** Recorded data **
>> start

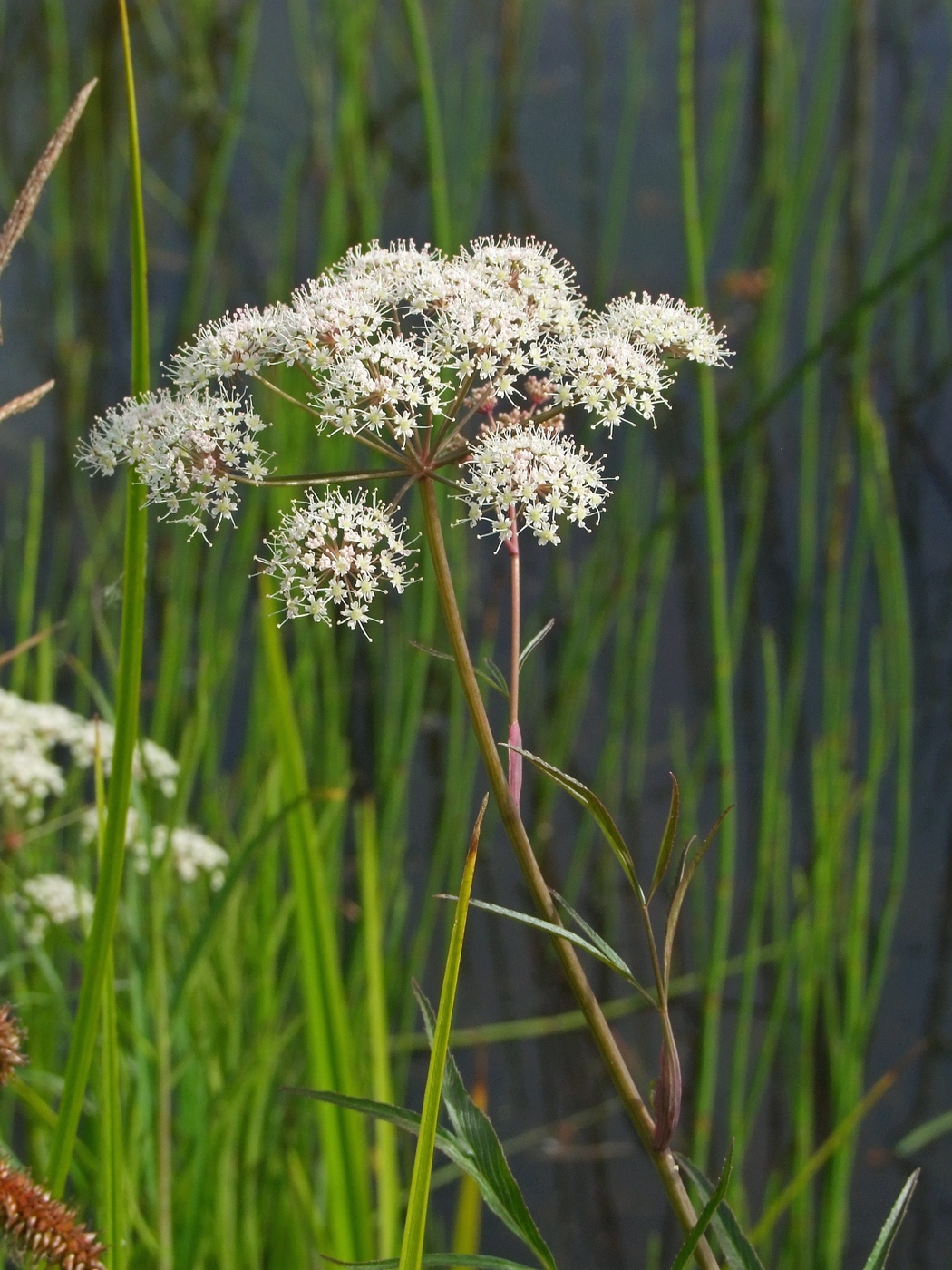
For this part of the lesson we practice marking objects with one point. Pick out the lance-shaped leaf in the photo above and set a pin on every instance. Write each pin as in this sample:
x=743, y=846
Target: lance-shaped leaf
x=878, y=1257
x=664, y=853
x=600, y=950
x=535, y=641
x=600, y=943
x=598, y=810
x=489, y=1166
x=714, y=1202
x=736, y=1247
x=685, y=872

>> end
>> start

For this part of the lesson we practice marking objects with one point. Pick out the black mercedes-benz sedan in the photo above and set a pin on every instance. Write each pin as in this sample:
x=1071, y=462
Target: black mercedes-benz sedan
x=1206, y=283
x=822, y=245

>> end

** Exercise aim **
Render the material from the line containing "out the black" through the line containing "x=822, y=245", both included, as a Markdown table with the columns Row and Line. Omit blank lines.

** Exercise solution **
| Row | Line |
|---|---|
| 1 | For this part of the lesson we practice marking objects with one point. Pick out the black mercedes-benz sedan in the photo above and set a pin on every instance. Write each pin as in this sample: |
| 2 | x=1071, y=462 |
| 3 | Target: black mercedes-benz sedan |
| 4 | x=1206, y=283 |
| 5 | x=822, y=245 |